Work to complete: Set down word for word the part of the fake news detection summary below, from "Real-world issues revealed" to "were not explored.".

Given passage:
Combined Dataset Experiments¶

Combination	Model	HF	HT	MF	MT	Acc
Short(1+2)	XLM-R	0.88	0.68	0.83	0.72	0.78
Short(1+2)	Hierarchical	0.93	0.85	0.91	0.86	0.89
Long(3+4)	XLM-R	0.89	0.88	0.74	0.77	0.82
Long(3+4)	Hierarchical	0.94	0.94	0.89	0.90	0.92
All	XLM-R	0.89	0.77	0.83	0.74	0.81
All	Hierarchical	0.91	0.85	0.88	0.83	0.87

Key Findings¶

Hierarchical method consistently outperforms baselines: Across all four datasets and combinations, the hierarchical approach outperforms baselines, with accuracy improvements ranging from 2% to 13%.
Successfully bridging the Human/Machine F1 gap: In the baselines, Machine F1 is significantly lower than Human F1. The hierarchical method drastically narrows this gap, demonstrating that the decomposition strategy effectively resolves the issue of insufficient machine-generated text detection.
Cross-domain generalization remains a challenge: Accuracy drops significantly off-diagonal (e.g., training on Dataset 3 and testing on Dataset 4 yields only 32%), indicating poor model generalization.
Text length becomes a misleading feature: Models trained on short texts fail when applied to long texts. This is because, in short datasets, the average token count of fake news is significantly higher than that of real news, causing the model to inadvertently learn length features.
Data augmentation is effective for the MGT module: Enhancing the MGT module of Dataset 1 using the M4 dataset improves MGT accuracy by 3% and overall accuracy by 4%.

Highlights & Insights¶

Forward-looking task definition: In an era inundated with LLM-generated content, the 4-way classification framework (distinguishing Human/Machine \(\times\) Real/Fake) is much more aligned with practical needs than traditional binary classification.
Simple yet effective decomposition paradigm: Breaking down the complex 4-way classification into two simpler binary tasks substantially improves performance without requiring complex model architectures.
Attention to low-resource languages: Urdu has 230 million speakers but remains severely under-researched in NLP. This work fills an important gap.
Real-world issues revealed by cross-domain analysis: The finding that the model relies on text length as a feature serves as a warning regarding robustness in real-world deployment.

Limitations & Future Work¶

Only xlm-RoBERTa-base was used; stronger multilingual models (such as mBERT, XLM-R-large) were not explored.
TF-IDF features may not be optimal for the LSVM baseline, and news features like NELA could perform better but are costly to implement.
Poor cross-domain generalization necessitates exploring domain adaptation techniques.
The issue of text length being used as a shortcut feature has not been addressed at the methodological level.
The MGT module only covers outputs from GPT-4o and does not encompass content generated by other LLMs.
The dataset scale is relatively small (at most 10,000 samples); performance in large-scale scenarios remains unknown.

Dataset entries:

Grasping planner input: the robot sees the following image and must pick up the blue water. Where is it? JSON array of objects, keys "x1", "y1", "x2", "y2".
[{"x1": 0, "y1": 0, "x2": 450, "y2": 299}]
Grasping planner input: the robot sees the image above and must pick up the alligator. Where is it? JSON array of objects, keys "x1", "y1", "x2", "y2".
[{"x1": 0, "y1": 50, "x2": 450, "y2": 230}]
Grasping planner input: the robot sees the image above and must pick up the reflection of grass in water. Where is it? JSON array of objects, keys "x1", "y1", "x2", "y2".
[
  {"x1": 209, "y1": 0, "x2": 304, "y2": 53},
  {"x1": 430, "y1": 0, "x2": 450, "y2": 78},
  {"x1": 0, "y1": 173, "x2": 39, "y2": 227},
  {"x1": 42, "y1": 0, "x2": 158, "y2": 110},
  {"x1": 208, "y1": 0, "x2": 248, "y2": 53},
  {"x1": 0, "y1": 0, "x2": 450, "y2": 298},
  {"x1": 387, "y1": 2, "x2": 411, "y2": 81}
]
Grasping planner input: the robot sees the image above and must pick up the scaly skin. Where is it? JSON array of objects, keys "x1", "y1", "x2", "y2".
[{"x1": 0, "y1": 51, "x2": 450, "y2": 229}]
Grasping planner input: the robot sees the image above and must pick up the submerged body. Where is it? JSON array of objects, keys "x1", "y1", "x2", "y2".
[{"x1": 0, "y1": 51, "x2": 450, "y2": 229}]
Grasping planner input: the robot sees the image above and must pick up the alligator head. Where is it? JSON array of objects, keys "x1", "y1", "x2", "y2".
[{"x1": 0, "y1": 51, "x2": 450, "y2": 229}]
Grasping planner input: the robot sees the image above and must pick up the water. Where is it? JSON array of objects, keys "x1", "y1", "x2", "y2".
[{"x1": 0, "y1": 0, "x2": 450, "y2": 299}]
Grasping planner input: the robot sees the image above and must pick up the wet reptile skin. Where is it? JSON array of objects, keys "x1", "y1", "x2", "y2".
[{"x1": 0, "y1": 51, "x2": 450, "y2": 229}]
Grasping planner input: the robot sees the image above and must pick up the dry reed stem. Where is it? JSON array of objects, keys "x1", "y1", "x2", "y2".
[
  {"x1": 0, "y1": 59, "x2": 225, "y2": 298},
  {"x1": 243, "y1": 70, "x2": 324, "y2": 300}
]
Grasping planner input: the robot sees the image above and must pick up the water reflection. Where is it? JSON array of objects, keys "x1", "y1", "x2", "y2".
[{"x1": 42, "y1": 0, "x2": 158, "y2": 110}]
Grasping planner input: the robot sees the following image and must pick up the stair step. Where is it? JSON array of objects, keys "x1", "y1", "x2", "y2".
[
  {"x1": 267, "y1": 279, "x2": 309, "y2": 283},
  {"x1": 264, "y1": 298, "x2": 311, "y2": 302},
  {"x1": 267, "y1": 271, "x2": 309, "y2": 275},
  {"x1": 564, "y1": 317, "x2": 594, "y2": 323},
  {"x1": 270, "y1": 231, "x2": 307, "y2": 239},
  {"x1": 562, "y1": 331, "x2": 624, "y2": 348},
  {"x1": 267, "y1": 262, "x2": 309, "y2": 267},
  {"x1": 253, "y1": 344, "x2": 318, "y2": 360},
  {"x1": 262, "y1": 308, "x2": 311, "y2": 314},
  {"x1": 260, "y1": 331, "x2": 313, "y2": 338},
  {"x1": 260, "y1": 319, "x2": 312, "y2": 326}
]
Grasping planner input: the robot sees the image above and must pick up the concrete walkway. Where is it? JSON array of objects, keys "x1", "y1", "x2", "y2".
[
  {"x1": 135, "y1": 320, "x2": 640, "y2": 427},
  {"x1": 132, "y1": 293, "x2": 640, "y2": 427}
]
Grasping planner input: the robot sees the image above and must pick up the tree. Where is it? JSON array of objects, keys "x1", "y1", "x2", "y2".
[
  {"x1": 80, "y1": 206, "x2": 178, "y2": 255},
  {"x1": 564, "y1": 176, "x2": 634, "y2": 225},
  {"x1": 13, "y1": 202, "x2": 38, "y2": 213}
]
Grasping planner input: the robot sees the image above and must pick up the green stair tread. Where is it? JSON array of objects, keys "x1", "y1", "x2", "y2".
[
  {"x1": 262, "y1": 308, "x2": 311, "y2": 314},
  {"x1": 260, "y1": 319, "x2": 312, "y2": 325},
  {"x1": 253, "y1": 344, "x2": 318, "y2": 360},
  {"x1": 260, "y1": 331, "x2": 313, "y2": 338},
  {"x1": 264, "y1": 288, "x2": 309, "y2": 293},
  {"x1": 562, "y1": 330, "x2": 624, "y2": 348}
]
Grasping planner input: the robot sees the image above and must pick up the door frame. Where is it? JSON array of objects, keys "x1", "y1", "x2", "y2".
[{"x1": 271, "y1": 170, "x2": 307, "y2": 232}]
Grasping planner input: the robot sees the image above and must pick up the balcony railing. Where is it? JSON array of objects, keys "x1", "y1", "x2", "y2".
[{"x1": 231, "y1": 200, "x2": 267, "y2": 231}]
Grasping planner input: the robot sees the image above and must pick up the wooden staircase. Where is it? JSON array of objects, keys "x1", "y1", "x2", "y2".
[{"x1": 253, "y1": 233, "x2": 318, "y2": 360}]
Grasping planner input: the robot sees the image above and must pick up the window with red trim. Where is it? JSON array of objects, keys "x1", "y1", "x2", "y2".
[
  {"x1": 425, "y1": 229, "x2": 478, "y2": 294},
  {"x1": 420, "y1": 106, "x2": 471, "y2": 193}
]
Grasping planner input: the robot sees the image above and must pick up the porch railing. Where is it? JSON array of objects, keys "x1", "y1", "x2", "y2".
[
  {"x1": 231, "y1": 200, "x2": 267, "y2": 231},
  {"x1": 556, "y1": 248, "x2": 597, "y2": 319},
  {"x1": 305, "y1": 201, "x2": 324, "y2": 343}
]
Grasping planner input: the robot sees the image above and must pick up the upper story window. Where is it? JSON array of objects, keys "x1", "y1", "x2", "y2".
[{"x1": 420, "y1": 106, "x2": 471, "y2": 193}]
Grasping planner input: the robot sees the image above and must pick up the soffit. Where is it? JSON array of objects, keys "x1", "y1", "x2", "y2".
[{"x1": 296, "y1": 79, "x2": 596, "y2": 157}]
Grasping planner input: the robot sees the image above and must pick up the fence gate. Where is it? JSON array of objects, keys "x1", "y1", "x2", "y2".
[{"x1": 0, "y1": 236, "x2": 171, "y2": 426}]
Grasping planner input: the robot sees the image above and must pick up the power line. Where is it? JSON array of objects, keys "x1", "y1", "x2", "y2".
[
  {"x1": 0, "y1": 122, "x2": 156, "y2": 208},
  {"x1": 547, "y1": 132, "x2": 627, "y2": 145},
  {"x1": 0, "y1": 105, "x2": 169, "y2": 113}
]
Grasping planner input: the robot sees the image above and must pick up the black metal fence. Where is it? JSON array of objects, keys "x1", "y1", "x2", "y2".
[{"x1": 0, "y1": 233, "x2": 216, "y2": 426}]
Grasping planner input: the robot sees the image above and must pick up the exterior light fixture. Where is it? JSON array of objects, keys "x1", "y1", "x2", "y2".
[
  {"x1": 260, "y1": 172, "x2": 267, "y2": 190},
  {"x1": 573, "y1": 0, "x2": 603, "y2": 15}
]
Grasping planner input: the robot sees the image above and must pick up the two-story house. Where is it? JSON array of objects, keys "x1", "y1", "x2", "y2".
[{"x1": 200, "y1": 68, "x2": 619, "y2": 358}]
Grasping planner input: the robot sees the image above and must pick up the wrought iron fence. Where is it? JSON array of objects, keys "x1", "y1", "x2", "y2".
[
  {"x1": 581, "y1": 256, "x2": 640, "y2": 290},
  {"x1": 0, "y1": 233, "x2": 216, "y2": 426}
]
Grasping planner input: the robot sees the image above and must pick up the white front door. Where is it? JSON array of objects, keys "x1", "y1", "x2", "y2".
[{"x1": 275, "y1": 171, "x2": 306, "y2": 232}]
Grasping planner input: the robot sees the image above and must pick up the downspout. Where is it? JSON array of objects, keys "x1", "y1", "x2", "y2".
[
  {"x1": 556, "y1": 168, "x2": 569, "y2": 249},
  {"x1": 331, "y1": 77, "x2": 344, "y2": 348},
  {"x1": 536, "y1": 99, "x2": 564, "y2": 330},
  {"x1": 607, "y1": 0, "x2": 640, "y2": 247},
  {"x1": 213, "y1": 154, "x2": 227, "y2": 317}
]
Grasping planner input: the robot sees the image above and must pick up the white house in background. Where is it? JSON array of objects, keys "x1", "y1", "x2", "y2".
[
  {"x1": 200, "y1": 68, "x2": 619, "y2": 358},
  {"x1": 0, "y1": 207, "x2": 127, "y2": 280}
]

--

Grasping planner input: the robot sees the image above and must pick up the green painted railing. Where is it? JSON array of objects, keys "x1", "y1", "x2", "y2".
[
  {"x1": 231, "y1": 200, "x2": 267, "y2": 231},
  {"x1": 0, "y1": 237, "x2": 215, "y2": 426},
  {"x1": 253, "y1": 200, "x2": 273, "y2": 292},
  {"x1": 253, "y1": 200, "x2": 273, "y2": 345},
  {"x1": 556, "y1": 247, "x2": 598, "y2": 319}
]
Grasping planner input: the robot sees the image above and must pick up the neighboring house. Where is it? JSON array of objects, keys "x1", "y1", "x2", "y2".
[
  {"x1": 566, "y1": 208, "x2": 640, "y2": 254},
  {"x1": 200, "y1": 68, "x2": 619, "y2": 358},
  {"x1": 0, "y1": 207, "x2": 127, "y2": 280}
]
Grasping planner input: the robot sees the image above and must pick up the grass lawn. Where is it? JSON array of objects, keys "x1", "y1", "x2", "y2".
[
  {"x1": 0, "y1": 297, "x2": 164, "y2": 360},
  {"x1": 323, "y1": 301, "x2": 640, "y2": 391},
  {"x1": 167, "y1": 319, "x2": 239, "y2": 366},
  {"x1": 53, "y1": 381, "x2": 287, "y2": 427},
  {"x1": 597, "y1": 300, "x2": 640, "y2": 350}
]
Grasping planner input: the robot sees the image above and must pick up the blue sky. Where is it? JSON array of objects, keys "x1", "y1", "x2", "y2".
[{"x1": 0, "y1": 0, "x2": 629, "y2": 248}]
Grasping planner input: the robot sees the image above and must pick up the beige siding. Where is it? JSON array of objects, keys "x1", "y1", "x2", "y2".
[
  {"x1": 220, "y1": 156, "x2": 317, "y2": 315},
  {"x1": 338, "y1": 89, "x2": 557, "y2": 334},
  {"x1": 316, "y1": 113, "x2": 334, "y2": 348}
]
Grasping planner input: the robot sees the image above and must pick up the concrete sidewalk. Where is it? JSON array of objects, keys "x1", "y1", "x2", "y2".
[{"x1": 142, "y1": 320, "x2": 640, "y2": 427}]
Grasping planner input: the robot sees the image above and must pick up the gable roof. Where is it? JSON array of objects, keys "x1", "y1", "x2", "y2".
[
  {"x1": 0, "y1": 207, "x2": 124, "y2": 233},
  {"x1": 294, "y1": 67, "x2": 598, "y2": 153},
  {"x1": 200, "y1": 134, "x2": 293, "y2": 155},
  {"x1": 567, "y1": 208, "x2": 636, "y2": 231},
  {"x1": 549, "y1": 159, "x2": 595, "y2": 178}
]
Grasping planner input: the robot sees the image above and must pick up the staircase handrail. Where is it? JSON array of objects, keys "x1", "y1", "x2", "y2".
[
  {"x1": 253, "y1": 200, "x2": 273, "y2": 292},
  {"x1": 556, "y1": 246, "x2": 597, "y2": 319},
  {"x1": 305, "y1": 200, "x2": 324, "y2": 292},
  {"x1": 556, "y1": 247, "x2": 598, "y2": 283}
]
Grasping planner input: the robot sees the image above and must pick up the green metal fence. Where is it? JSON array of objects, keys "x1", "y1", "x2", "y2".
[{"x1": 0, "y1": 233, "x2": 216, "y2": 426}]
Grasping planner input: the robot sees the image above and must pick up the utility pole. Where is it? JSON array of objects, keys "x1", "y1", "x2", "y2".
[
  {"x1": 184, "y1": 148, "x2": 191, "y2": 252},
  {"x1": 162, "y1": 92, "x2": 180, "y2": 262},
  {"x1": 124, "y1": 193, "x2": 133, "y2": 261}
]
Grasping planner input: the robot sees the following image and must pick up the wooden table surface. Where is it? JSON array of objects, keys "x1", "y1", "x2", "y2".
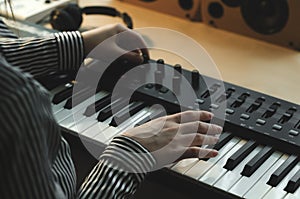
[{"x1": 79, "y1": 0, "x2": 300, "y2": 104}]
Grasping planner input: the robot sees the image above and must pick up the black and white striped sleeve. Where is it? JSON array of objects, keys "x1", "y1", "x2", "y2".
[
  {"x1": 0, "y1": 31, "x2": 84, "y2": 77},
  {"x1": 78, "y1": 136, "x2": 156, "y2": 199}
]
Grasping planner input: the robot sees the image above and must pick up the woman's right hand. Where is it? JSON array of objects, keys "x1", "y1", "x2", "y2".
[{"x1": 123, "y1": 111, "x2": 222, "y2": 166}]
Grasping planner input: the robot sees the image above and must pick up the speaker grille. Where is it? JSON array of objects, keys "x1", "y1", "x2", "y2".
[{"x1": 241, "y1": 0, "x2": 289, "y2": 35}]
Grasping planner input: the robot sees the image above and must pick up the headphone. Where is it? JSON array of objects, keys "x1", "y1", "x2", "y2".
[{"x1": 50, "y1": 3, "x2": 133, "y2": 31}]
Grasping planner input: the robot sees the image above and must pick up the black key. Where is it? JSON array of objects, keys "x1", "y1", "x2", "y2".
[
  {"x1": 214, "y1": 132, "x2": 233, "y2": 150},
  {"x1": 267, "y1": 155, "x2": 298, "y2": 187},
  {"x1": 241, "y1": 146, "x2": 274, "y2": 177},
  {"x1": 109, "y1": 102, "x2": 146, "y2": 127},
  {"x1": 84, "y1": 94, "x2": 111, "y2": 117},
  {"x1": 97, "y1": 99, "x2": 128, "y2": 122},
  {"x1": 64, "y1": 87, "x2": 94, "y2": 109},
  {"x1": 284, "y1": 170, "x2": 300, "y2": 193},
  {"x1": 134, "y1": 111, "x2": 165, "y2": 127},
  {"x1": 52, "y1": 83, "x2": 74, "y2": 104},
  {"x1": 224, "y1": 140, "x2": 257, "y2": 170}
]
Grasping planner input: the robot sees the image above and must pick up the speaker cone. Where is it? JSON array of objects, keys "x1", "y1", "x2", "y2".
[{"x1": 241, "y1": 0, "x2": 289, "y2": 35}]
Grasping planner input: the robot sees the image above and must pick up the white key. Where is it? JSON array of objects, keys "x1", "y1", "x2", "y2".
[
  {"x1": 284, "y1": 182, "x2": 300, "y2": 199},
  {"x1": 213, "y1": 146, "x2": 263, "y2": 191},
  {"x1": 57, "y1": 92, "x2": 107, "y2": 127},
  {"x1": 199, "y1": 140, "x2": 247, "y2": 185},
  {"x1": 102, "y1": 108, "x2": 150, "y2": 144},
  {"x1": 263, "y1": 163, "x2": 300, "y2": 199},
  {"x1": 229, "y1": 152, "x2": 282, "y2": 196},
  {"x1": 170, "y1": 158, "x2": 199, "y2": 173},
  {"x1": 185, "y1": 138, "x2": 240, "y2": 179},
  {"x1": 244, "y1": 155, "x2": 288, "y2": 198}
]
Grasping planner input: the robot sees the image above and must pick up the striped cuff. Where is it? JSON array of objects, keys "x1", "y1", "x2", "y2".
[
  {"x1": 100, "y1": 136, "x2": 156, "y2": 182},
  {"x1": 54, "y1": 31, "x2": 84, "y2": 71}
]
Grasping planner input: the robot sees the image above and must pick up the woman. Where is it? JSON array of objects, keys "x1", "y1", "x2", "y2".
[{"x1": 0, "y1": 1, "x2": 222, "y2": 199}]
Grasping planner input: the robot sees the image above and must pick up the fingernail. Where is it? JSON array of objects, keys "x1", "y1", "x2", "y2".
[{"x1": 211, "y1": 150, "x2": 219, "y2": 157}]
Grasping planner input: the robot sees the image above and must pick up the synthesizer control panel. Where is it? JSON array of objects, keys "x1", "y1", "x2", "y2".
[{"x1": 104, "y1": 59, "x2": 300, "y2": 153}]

Output of the exercise:
Real-world issues revealed by cross-domain analysis: The finding that the model relies on text length as a feature serves as a warning regarding robustness in real-world deployment.

Limitations & Future Work¶

Only xlm-RoBERTa-base was used; stronger multilingual models (such as mBERT, XLM-R-large) were not explored.